*TASK DESCRIPTION*
Render the lines from the one containing "Where can the white wispy" through the last line as a Markdown table with columns headed No. and Line. Number each row and leave out blank lines.
Start of GIVEN RECORDS
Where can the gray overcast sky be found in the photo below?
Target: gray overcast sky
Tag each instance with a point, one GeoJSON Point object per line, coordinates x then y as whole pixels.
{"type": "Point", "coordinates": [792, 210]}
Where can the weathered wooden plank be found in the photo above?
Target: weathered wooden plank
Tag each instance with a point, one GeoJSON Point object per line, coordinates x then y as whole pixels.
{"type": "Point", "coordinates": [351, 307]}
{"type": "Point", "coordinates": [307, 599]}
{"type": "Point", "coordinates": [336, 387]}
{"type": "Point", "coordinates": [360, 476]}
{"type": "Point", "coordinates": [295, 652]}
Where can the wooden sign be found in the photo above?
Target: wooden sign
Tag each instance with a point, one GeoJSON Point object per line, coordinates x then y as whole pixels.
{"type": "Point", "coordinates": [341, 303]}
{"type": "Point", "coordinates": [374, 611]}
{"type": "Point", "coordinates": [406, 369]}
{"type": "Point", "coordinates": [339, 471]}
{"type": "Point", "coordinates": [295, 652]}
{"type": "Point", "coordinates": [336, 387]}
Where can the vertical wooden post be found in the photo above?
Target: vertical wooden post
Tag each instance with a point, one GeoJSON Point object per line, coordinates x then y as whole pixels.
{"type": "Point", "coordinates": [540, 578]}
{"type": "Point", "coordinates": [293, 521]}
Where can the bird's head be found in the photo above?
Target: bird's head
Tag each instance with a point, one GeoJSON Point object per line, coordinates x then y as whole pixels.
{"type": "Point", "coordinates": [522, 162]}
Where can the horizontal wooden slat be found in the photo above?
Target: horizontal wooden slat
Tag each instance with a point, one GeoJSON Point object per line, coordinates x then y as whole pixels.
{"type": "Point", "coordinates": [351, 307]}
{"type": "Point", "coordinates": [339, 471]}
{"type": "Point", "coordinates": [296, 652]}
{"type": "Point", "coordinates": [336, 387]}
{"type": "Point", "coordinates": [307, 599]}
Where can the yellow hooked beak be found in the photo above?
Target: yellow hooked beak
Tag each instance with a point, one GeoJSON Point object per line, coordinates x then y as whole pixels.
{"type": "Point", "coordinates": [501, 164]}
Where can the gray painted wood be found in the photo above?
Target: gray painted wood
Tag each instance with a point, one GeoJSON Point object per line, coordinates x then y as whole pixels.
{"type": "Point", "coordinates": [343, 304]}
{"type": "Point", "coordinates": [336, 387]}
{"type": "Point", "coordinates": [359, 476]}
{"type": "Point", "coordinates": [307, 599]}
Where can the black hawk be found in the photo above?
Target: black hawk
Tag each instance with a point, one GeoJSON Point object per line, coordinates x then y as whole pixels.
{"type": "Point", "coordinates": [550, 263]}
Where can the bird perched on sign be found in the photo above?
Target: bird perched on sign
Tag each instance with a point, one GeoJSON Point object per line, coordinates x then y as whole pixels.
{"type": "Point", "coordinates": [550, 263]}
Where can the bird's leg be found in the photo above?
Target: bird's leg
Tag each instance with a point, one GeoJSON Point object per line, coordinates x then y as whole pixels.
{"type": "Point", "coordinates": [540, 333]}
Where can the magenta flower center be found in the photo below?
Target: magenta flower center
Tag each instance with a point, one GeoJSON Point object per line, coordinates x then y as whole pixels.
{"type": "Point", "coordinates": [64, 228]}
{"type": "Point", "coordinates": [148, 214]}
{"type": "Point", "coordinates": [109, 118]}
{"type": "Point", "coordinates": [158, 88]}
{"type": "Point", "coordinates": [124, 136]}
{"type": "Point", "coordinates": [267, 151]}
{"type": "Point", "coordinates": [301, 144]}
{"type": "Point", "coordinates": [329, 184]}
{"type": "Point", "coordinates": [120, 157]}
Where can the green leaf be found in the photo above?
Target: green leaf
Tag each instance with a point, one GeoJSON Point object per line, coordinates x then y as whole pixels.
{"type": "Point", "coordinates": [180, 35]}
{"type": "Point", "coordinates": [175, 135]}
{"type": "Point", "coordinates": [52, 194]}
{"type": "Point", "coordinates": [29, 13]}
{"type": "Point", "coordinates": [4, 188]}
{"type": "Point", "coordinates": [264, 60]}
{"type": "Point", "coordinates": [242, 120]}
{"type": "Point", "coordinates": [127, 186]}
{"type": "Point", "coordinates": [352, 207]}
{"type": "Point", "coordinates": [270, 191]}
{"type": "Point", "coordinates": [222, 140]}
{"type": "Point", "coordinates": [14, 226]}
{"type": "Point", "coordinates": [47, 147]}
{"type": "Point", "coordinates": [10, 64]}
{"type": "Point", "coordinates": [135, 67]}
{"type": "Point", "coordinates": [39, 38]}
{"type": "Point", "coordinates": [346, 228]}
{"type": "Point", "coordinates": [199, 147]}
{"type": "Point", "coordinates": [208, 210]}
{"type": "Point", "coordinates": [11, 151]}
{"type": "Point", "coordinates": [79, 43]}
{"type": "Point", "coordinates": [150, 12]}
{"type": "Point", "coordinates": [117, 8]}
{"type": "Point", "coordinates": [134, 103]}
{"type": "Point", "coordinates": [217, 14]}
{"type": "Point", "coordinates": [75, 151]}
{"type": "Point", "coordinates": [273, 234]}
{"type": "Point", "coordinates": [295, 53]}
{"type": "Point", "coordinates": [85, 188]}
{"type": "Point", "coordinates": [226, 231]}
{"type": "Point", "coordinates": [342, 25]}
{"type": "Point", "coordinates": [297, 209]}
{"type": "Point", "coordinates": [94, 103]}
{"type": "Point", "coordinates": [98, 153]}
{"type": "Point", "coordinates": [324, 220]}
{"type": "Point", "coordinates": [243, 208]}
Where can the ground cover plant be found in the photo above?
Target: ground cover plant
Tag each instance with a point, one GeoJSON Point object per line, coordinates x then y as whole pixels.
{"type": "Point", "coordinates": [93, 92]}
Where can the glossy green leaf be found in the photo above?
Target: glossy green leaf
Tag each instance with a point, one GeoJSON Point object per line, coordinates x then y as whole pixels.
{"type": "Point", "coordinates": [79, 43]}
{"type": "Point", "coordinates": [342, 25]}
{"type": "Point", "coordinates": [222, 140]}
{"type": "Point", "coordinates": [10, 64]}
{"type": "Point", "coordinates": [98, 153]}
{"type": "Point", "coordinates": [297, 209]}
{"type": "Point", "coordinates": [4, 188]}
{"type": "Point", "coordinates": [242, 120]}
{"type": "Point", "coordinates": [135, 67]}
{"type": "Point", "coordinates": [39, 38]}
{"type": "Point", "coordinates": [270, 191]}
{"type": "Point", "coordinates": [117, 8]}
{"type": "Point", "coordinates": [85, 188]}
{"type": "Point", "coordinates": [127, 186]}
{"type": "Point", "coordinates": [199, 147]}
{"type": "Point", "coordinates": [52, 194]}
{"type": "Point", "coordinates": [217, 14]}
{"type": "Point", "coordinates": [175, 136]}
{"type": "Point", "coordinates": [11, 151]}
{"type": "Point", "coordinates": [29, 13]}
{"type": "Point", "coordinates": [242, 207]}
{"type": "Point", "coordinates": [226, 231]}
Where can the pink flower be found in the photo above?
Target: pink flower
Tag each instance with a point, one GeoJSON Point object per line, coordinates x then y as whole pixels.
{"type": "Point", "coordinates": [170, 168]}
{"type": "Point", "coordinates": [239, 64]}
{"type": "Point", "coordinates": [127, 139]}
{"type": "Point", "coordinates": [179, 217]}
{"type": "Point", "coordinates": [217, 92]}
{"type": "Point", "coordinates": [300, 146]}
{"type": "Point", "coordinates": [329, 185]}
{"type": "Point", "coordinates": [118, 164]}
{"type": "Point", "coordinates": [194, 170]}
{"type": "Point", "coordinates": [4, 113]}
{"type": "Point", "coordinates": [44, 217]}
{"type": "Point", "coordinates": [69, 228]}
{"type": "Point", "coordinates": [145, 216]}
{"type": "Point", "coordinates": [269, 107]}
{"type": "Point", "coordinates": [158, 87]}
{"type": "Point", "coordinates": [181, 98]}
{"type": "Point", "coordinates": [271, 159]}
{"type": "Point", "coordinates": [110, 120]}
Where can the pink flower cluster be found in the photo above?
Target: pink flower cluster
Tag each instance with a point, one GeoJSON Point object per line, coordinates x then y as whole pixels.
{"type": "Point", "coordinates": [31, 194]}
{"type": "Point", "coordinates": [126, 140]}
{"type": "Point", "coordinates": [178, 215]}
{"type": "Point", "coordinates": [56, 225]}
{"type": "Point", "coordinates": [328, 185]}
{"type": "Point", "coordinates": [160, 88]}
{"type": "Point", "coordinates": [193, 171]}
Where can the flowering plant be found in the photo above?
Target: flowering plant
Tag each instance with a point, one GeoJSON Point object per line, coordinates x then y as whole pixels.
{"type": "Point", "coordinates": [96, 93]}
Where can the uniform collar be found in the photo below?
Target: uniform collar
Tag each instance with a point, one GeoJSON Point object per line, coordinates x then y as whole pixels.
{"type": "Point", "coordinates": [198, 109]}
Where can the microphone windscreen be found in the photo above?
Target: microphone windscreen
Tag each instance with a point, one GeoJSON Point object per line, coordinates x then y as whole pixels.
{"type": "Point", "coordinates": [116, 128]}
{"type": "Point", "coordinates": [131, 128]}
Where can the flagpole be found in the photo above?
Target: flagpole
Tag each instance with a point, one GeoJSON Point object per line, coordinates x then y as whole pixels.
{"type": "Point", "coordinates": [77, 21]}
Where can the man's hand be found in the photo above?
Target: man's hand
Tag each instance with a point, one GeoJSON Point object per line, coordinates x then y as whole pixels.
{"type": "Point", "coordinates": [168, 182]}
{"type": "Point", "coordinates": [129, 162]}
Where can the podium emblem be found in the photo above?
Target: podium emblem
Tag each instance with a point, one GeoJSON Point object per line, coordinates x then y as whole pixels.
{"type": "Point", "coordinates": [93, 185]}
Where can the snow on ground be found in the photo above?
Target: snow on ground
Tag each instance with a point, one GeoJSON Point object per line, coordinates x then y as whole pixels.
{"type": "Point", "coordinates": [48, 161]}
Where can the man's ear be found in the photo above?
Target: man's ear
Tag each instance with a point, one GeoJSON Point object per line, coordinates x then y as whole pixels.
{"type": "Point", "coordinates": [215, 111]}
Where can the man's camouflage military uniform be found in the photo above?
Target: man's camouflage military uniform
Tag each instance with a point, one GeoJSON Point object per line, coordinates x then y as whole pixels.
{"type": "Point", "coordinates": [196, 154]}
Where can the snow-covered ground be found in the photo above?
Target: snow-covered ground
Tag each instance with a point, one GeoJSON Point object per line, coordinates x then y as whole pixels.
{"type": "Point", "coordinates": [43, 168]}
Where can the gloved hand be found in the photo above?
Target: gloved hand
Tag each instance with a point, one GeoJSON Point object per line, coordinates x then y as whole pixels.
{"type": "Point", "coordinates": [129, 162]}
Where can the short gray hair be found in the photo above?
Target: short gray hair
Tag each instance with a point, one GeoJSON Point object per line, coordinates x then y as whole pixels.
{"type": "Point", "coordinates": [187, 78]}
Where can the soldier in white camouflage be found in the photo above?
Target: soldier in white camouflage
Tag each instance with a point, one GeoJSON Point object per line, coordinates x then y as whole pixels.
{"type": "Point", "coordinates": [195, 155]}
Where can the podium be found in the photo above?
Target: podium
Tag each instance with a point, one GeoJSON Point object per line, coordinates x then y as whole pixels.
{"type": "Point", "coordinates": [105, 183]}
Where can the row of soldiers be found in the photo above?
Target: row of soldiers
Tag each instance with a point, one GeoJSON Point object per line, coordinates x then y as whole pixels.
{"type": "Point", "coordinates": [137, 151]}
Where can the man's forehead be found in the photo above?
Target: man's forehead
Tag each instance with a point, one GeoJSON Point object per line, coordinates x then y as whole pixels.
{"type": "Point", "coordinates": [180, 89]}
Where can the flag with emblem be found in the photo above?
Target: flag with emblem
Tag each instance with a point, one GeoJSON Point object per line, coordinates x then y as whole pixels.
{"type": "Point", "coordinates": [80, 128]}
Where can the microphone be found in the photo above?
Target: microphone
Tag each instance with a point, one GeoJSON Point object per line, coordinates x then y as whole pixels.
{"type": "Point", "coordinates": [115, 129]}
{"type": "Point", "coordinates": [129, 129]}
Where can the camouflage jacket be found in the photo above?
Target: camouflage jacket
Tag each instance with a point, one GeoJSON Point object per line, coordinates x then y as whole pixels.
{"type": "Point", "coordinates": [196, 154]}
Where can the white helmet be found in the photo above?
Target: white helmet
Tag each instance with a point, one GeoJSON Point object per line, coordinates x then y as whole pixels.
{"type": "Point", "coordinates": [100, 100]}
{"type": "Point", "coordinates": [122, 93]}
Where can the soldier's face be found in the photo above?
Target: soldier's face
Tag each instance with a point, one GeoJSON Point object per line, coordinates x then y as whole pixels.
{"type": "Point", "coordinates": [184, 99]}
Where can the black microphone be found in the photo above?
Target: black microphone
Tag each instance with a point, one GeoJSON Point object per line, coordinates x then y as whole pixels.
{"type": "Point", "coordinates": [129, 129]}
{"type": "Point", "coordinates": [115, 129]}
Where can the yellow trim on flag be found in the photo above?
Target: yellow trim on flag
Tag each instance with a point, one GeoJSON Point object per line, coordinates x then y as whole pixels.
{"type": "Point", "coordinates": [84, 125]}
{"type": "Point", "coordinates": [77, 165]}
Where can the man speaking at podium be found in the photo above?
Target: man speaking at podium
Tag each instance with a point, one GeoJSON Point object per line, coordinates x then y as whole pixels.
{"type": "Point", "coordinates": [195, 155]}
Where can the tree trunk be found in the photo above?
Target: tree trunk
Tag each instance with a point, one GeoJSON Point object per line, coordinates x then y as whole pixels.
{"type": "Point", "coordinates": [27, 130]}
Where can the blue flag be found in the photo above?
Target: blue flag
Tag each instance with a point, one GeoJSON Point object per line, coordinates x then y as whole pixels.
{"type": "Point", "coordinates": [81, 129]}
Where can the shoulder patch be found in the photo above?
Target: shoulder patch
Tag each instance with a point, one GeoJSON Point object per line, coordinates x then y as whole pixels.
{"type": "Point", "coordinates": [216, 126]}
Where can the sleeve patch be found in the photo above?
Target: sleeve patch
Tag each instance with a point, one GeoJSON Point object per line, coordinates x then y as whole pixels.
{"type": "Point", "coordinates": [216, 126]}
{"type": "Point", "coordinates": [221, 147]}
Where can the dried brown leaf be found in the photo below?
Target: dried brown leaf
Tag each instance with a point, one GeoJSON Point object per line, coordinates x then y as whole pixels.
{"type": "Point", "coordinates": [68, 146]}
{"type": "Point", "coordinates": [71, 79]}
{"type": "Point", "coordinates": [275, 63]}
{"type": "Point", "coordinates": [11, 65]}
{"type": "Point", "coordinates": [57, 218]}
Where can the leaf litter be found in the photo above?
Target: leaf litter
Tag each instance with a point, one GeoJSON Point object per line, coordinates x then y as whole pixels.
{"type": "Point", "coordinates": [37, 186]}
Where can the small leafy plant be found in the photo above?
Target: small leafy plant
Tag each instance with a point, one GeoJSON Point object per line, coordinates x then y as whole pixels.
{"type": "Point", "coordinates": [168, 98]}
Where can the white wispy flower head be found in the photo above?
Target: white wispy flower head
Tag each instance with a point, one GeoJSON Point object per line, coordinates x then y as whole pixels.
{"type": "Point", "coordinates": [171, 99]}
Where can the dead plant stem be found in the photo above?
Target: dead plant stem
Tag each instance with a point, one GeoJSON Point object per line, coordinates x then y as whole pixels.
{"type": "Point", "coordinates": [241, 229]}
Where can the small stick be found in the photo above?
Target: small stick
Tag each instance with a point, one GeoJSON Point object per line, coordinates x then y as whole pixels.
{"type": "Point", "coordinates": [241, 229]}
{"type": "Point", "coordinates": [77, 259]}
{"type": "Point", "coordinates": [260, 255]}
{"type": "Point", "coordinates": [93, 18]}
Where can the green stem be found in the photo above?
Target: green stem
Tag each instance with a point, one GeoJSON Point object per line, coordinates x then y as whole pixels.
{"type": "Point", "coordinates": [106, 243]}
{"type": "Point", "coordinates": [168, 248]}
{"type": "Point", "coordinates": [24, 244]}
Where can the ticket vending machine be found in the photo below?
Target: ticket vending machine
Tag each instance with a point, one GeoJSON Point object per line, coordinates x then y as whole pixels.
End of GIVEN RECORDS
*WRITTEN RESPONSE*
| No. | Line |
|---|---|
| 1 | Where can the white wispy flower head be found in the photo above? |
| 2 | Target: white wispy flower head |
| 3 | Tag each instance with a point, one GeoJSON Point object per line, coordinates x then y as whole pixels. |
| 4 | {"type": "Point", "coordinates": [171, 99]} |
| 5 | Where can the dead plant stem be found in the photo above? |
| 6 | Target: dead plant stem |
| 7 | Tag each instance with a point, one GeoJSON Point object per line, coordinates x then y as whole pixels. |
| 8 | {"type": "Point", "coordinates": [241, 229]} |
| 9 | Where can the small stick be found in the photo above? |
| 10 | Target: small stick |
| 11 | Tag each instance with a point, one GeoJSON Point object per line, coordinates x then y as whole pixels. |
| 12 | {"type": "Point", "coordinates": [241, 229]} |
| 13 | {"type": "Point", "coordinates": [77, 259]} |
| 14 | {"type": "Point", "coordinates": [260, 255]} |
| 15 | {"type": "Point", "coordinates": [93, 18]} |
| 16 | Where can the green stem be found in the photo above? |
| 17 | Target: green stem |
| 18 | Tag each instance with a point, one GeoJSON Point object per line, coordinates x then y as whole pixels. |
| 19 | {"type": "Point", "coordinates": [106, 243]} |
| 20 | {"type": "Point", "coordinates": [168, 248]} |
| 21 | {"type": "Point", "coordinates": [24, 244]} |
| 22 | Where can the ticket vending machine be found in the photo below? |
| 23 | Target: ticket vending machine |
| 24 | Tag each instance with a point, one GeoJSON Point object per line, coordinates x then y as whole pixels. |